• WHAT IS BEING ASKED: Please count the lines below that contain the string "Point", and reply with only that number.
━━━ PROVIDED MATERIAL ━━━
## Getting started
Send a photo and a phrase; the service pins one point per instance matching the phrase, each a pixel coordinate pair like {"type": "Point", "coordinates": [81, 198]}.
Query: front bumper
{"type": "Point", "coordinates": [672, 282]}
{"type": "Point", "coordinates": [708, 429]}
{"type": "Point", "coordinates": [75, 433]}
━━━
• RESULT: 4